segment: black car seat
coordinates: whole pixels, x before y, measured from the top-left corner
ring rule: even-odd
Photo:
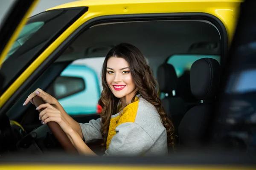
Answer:
[[[178,94],[173,94],[173,91],[175,92],[177,88],[176,71],[172,65],[164,63],[158,67],[157,74],[160,91],[166,94],[162,101],[163,108],[177,132],[177,128],[186,110],[182,99],[178,96]]]
[[[218,88],[220,66],[217,60],[203,58],[196,61],[190,70],[193,95],[202,103],[192,108],[182,119],[178,128],[180,143],[185,146],[200,147],[206,141],[212,117],[213,102]]]
[[[190,88],[190,71],[185,70],[178,78],[177,93],[185,102],[186,112],[200,103],[200,100],[196,98]]]

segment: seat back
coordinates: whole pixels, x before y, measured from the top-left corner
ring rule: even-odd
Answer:
[[[163,108],[177,130],[186,110],[184,101],[176,94],[177,76],[173,66],[167,63],[160,65],[157,69],[157,80],[161,92],[166,94],[162,101]]]
[[[188,146],[201,146],[205,141],[212,117],[212,102],[218,88],[220,66],[206,58],[196,61],[190,70],[191,92],[200,103],[188,110],[178,128],[180,142]]]

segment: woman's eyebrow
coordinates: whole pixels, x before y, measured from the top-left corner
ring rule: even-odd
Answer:
[[[128,69],[129,69],[129,68],[129,68],[129,67],[124,67],[123,68],[122,68],[120,69],[120,70],[124,70],[124,69],[127,69],[127,68],[128,68]],[[114,70],[114,69],[113,69],[113,68],[110,68],[110,67],[107,67],[107,69],[110,69],[110,70]]]
[[[107,69],[110,69],[110,70],[114,70],[114,69],[113,69],[113,68],[110,68],[109,67],[107,67]]]
[[[130,68],[128,67],[124,67],[123,68],[122,68],[121,69],[120,69],[120,70],[124,70],[126,68]]]

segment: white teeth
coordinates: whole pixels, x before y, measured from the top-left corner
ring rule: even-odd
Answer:
[[[123,88],[124,87],[125,87],[124,85],[122,85],[122,86],[114,86],[114,87],[115,88]]]

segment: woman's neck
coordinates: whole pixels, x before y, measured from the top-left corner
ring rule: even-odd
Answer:
[[[124,96],[120,99],[120,100],[122,107],[125,106],[131,103],[132,98],[135,95],[136,92],[136,91],[134,91],[131,94],[127,95],[126,96]]]

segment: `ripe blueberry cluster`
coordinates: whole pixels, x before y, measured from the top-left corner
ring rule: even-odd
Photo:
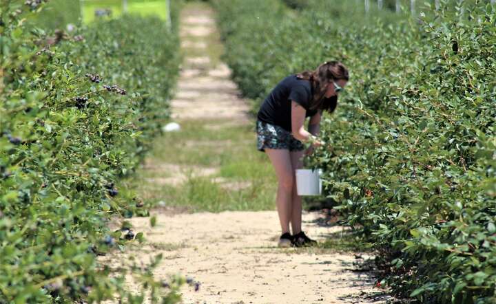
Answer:
[[[115,240],[111,236],[107,235],[103,239],[103,243],[109,246],[113,246],[115,244]]]
[[[118,194],[118,191],[114,186],[114,183],[110,183],[107,184],[107,186],[105,186],[105,188],[107,188],[107,191],[108,192],[109,195],[112,197]]]
[[[126,94],[126,91],[124,89],[120,88],[116,85],[112,86],[105,85],[103,86],[103,88],[110,92],[115,92],[121,95]]]
[[[126,233],[126,235],[124,236],[124,238],[127,240],[133,239],[134,238],[134,232],[133,232],[133,230],[130,230],[129,231],[127,231],[127,233]]]
[[[101,81],[101,77],[100,77],[100,75],[97,74],[87,74],[85,75],[86,77],[89,78],[90,80],[92,80],[92,83],[100,83]]]
[[[48,56],[54,56],[55,54],[54,52],[50,51],[50,50],[47,49],[46,47],[43,47],[43,49],[41,49],[39,51],[36,52],[37,56],[40,56],[42,54],[48,54]]]
[[[31,9],[35,9],[43,2],[48,2],[48,0],[26,0],[24,4],[30,6]]]
[[[86,96],[77,96],[74,98],[76,100],[76,107],[78,109],[83,109],[86,106],[86,102],[88,100]]]
[[[21,144],[21,142],[22,142],[22,140],[19,138],[15,138],[10,135],[10,134],[7,135],[7,138],[9,140],[9,142],[12,144],[15,144],[16,146]]]

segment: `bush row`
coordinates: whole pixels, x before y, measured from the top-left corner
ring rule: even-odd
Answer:
[[[70,33],[25,28],[43,2],[0,3],[0,302],[141,303],[126,270],[96,257],[142,238],[107,226],[147,214],[118,182],[169,116],[178,8],[173,29],[132,16]],[[159,258],[129,263],[156,298],[167,296],[151,276]]]
[[[422,303],[494,303],[495,8],[444,1],[406,20],[349,3],[214,4],[225,58],[256,107],[289,73],[349,66],[322,123],[327,144],[307,162],[378,250],[383,283]]]

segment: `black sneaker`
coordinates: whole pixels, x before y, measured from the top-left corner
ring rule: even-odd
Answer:
[[[283,233],[279,237],[278,247],[287,248],[293,245],[293,237],[289,233]]]
[[[296,247],[311,246],[317,244],[317,241],[308,237],[303,231],[293,236],[293,245]]]

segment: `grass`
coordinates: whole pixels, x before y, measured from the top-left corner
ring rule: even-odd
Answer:
[[[194,1],[187,2],[185,6],[185,11],[187,10],[189,8],[194,8],[195,9],[207,9],[211,10],[210,6],[206,3]],[[216,18],[215,12],[213,12],[212,17]],[[187,16],[182,16],[183,18]],[[220,56],[224,52],[224,45],[219,43],[220,41],[220,34],[218,31],[214,31],[209,34],[198,38],[198,36],[194,36],[190,35],[181,36],[181,39],[185,41],[192,41],[198,42],[205,42],[207,44],[205,48],[195,48],[195,47],[183,47],[181,52],[184,56],[188,57],[203,57],[208,56],[210,58],[210,64],[209,65],[211,67],[215,67],[220,63]]]
[[[267,155],[256,150],[252,126],[212,130],[225,122],[187,120],[181,122],[180,131],[156,140],[147,168],[154,164],[179,165],[185,169],[184,182],[161,184],[153,179],[170,177],[171,173],[145,168],[127,182],[152,205],[163,201],[191,211],[273,210],[276,175]],[[202,168],[216,170],[209,176],[188,174],[188,169],[194,172]]]
[[[122,0],[83,0],[81,1],[83,21],[85,23],[90,23],[96,18],[95,10],[105,8],[112,10],[111,18],[115,18],[123,14],[123,1]],[[167,20],[167,2],[165,0],[127,0],[127,12],[142,16],[156,15],[163,20]]]

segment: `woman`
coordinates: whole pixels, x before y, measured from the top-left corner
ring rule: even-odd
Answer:
[[[257,148],[269,156],[278,180],[276,204],[282,230],[279,247],[316,243],[301,230],[302,199],[296,193],[295,172],[302,166],[303,143],[311,143],[307,154],[322,144],[316,135],[322,111],[334,111],[338,94],[348,80],[348,70],[342,63],[326,61],[315,71],[284,78],[258,111]],[[308,131],[304,126],[307,117],[310,117]]]

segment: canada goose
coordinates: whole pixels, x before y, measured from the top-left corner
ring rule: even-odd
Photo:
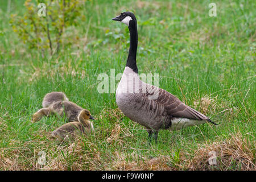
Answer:
[[[93,125],[89,119],[92,118],[90,113],[87,109],[82,110],[78,117],[79,121],[65,123],[52,132],[51,136],[60,142],[63,140],[72,140],[80,134],[89,133],[94,131]]]
[[[33,122],[39,121],[44,115],[48,116],[55,114],[63,117],[64,113],[69,122],[79,121],[80,114],[83,108],[71,101],[57,101],[53,102],[46,108],[42,108],[33,114],[32,121]],[[94,119],[90,116],[90,119]]]
[[[43,100],[43,107],[47,107],[57,101],[67,101],[68,98],[63,92],[52,92],[47,93]]]
[[[126,65],[115,93],[119,109],[131,120],[144,126],[155,142],[160,129],[179,130],[209,122],[207,116],[186,105],[166,90],[142,81],[138,74],[136,55],[137,22],[131,12],[124,12],[112,20],[128,26],[130,48]]]

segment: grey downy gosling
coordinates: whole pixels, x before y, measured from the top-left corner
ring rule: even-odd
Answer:
[[[89,119],[93,118],[87,109],[82,110],[78,117],[79,121],[65,123],[52,132],[52,138],[57,138],[59,142],[72,140],[80,135],[94,131],[93,125]]]
[[[71,101],[57,101],[53,102],[46,108],[42,108],[33,114],[32,122],[35,122],[39,121],[44,116],[49,116],[52,114],[60,115],[68,118],[68,121],[79,121],[79,117],[85,109]],[[90,116],[89,119],[94,119],[93,117]]]
[[[67,101],[68,98],[63,92],[52,92],[47,93],[43,100],[43,107],[47,107],[57,101]]]
[[[128,58],[116,90],[116,102],[126,117],[146,127],[150,141],[154,135],[156,142],[160,129],[180,130],[207,122],[217,125],[167,91],[141,81],[136,60],[138,46],[136,18],[132,13],[127,11],[112,20],[126,24],[130,32]]]

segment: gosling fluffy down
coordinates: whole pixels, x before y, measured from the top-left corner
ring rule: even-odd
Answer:
[[[52,132],[51,136],[59,142],[70,142],[79,135],[84,135],[94,131],[93,125],[89,119],[93,118],[86,109],[82,110],[79,115],[78,122],[65,123]]]
[[[63,92],[52,92],[47,93],[43,100],[43,107],[47,107],[51,104],[62,101],[68,101],[68,98]]]
[[[33,122],[36,122],[41,119],[44,115],[48,116],[52,114],[56,114],[63,117],[64,113],[65,117],[68,118],[68,121],[79,121],[79,115],[81,111],[84,110],[85,109],[71,101],[57,101],[52,104],[47,108],[40,109],[34,114],[32,121]],[[90,117],[89,119],[94,119],[92,117]]]

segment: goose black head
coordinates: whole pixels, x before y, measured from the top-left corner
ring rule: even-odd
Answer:
[[[123,12],[120,15],[112,19],[114,21],[123,22],[129,27],[131,24],[136,24],[137,20],[134,14],[129,11]]]

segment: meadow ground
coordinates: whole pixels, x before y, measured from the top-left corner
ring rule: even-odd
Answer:
[[[85,20],[63,35],[71,45],[44,57],[9,23],[24,1],[10,8],[0,2],[1,170],[256,169],[255,1],[215,1],[216,17],[208,15],[210,1],[89,1]],[[111,19],[126,10],[137,17],[139,72],[158,73],[160,88],[218,126],[161,131],[150,146],[115,94],[98,92],[99,74],[124,69],[128,29]],[[31,122],[53,90],[91,111],[93,134],[60,144],[49,134],[65,119]],[[209,165],[214,154],[217,164]]]

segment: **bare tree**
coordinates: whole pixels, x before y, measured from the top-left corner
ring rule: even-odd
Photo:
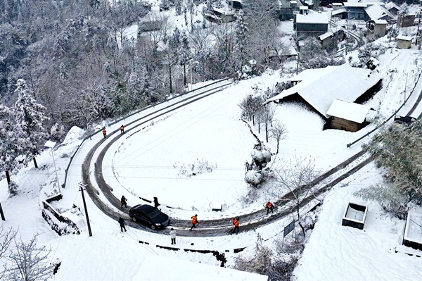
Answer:
[[[305,236],[305,227],[300,221],[300,208],[312,194],[314,182],[314,180],[319,175],[313,158],[295,159],[295,163],[291,161],[281,168],[276,169],[279,175],[278,182],[281,190],[288,190],[288,201],[293,204],[292,213],[295,211],[298,223],[300,226]],[[281,194],[280,194],[281,195]]]
[[[276,154],[278,154],[280,141],[286,138],[286,135],[288,132],[286,129],[286,125],[279,120],[276,120],[273,123],[272,127],[269,130],[269,132],[271,137],[277,142],[277,152],[276,152]]]
[[[269,125],[272,126],[272,121],[274,117],[275,108],[272,103],[269,103],[262,106],[260,119],[265,125],[265,138],[268,142]]]
[[[0,270],[0,280],[1,280],[7,271],[6,258],[2,258],[2,257],[8,255],[11,244],[15,237],[16,231],[14,231],[11,227],[8,230],[6,230],[3,225],[0,227],[0,261],[5,261],[4,263],[1,264],[3,269]]]
[[[37,234],[34,235],[27,243],[22,237],[20,241],[15,236],[13,237],[15,245],[8,256],[11,265],[7,268],[6,280],[36,281],[46,279],[53,273],[54,265],[49,260],[50,250],[37,246]]]

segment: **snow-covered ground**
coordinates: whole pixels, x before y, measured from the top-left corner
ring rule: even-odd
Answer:
[[[379,40],[388,44],[387,39]],[[381,118],[392,114],[403,103],[404,89],[407,95],[410,93],[421,73],[421,53],[414,46],[409,50],[391,50],[381,56],[381,64],[376,70],[383,77],[383,87],[366,103],[377,110]],[[356,59],[357,52],[350,56],[351,59]],[[257,85],[265,90],[291,75],[269,70],[260,77],[241,81],[162,117],[136,133],[127,134],[106,155],[106,180],[113,187],[117,198],[129,194],[127,197],[131,205],[139,200],[137,196],[152,199],[156,196],[160,203],[181,208],[165,211],[184,219],[190,218],[194,210],[200,211],[200,220],[222,216],[221,213],[209,212],[215,204],[223,204],[226,208],[224,211],[231,215],[262,206],[271,199],[265,192],[251,205],[245,205],[239,200],[247,192],[243,180],[244,163],[250,161],[255,141],[240,120],[238,104],[252,93],[252,87]],[[421,88],[422,83],[416,89],[420,92]],[[411,96],[400,113],[409,111],[416,98]],[[350,149],[346,144],[375,127],[375,124],[371,124],[357,132],[323,131],[320,117],[293,104],[278,106],[275,117],[286,124],[288,133],[288,138],[281,143],[280,153],[273,159],[274,165],[311,156],[321,171],[359,151],[362,143],[369,138]],[[119,125],[108,129],[117,129]],[[257,133],[256,127],[254,130]],[[80,144],[84,133],[73,128],[63,144],[55,149],[60,183],[64,182],[64,170],[70,156]],[[81,164],[86,153],[102,137],[97,134],[81,146],[68,175],[64,198],[53,203],[60,211],[68,211],[75,204],[83,213],[77,185],[81,181]],[[260,138],[265,139],[262,132]],[[268,146],[275,152],[274,141]],[[18,195],[8,197],[6,180],[0,182],[0,201],[6,218],[3,227],[18,227],[23,239],[27,240],[34,233],[40,234],[39,243],[51,249],[51,261],[60,258],[62,261],[54,280],[139,280],[141,275],[138,270],[149,255],[219,266],[212,254],[172,251],[157,247],[170,246],[170,237],[160,232],[144,232],[128,227],[127,232],[120,233],[117,223],[100,211],[87,196],[93,237],[87,235],[82,213],[77,213],[81,218],[78,222],[83,230],[81,235],[58,236],[41,216],[40,201],[51,193],[56,180],[53,160],[46,151],[37,161],[39,169],[30,166],[13,177],[19,186]],[[188,171],[190,165],[207,163],[206,166],[212,170],[191,176],[184,172]],[[416,280],[422,277],[418,270],[422,261],[416,256],[406,255],[399,246],[405,222],[387,216],[378,204],[363,201],[353,196],[359,188],[381,180],[380,172],[371,164],[327,194],[319,222],[295,271],[298,280]],[[363,230],[341,226],[342,216],[350,201],[368,206]],[[226,253],[226,266],[233,267],[238,255],[233,253],[233,249],[246,247],[244,253],[252,253],[258,234],[271,245],[288,223],[287,219],[281,220],[236,237],[178,237],[177,246],[220,252],[229,249]],[[139,240],[150,244],[140,244]],[[397,253],[396,248],[399,249]],[[160,280],[159,276],[157,280]]]

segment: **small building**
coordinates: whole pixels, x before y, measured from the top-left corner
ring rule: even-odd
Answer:
[[[279,0],[279,18],[281,20],[288,20],[295,18],[295,13],[299,13],[299,8],[302,5],[298,4],[295,1]]]
[[[399,11],[402,10],[400,7],[393,2],[388,2],[385,4],[385,8],[392,14],[397,15]]]
[[[231,7],[236,10],[240,10],[243,8],[242,0],[232,0]]]
[[[302,101],[328,122],[327,111],[335,99],[360,104],[378,91],[381,81],[376,73],[347,63],[307,69],[288,80],[293,87],[266,102]]]
[[[365,8],[368,6],[366,3],[362,2],[344,2],[343,5],[347,13],[347,18],[349,19],[354,20],[367,20],[366,12]]]
[[[369,58],[369,59],[368,60],[368,61],[366,61],[366,63],[365,63],[365,65],[369,69],[373,70],[375,68],[376,68],[377,66],[380,65],[380,61],[375,58]]]
[[[321,42],[321,46],[322,46],[322,47],[325,47],[328,45],[328,44],[331,42],[331,39],[333,37],[334,34],[331,31],[328,31],[328,32],[326,32],[322,35],[319,35],[318,37],[318,39],[319,39],[319,41]]]
[[[301,6],[299,7],[299,13],[301,15],[307,15],[309,10],[307,6]]]
[[[403,245],[422,250],[422,209],[411,208],[407,213]]]
[[[397,15],[397,26],[399,27],[409,27],[415,23],[415,15],[404,15],[399,13]]]
[[[379,4],[373,4],[365,8],[365,13],[366,13],[365,20],[390,20],[394,18],[394,15],[388,10]]]
[[[186,250],[186,249],[185,249]],[[193,250],[195,251],[195,250]],[[132,280],[267,281],[268,276],[222,266],[165,257],[143,256]]]
[[[363,230],[368,213],[368,208],[364,205],[349,203],[343,217],[341,225]]]
[[[335,99],[327,111],[329,127],[348,132],[359,131],[365,126],[370,110],[367,106]]]
[[[396,37],[397,48],[410,49],[411,46],[412,37],[410,36],[399,35]]]
[[[298,35],[317,37],[328,31],[328,18],[325,12],[295,15],[293,28]]]
[[[387,34],[388,25],[385,20],[371,20],[366,22],[366,28],[373,36],[379,38]]]
[[[347,11],[345,8],[339,8],[335,10],[333,10],[331,13],[333,18],[338,18],[340,19],[347,18]]]
[[[343,7],[343,3],[333,3],[333,11],[338,10]]]

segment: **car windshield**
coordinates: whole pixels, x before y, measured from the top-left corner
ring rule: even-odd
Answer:
[[[158,215],[160,215],[160,213],[161,213],[161,212],[160,211],[160,210],[154,208],[154,209],[148,212],[147,215],[148,217],[150,217],[150,218],[154,218],[156,216],[158,216]]]

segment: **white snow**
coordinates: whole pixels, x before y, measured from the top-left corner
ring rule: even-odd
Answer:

= Job =
Go back to the data above and please quote exactly, and only, the lines from the line with "segment: **car windshield**" through its last line.

= Worked answer =
segment: **car windshield**
coordinates: whole pixels, x before y, measured from the top-left corner
ring rule: even-odd
Answer:
[[[158,215],[160,215],[160,213],[161,213],[161,212],[160,211],[160,210],[154,208],[154,209],[148,212],[147,215],[148,217],[150,217],[150,218],[154,218],[156,216],[158,216]]]

segment: **white snow**
coordinates: whole pixels, x before y, measured from the top-left corner
ring rule: even-odd
Answer:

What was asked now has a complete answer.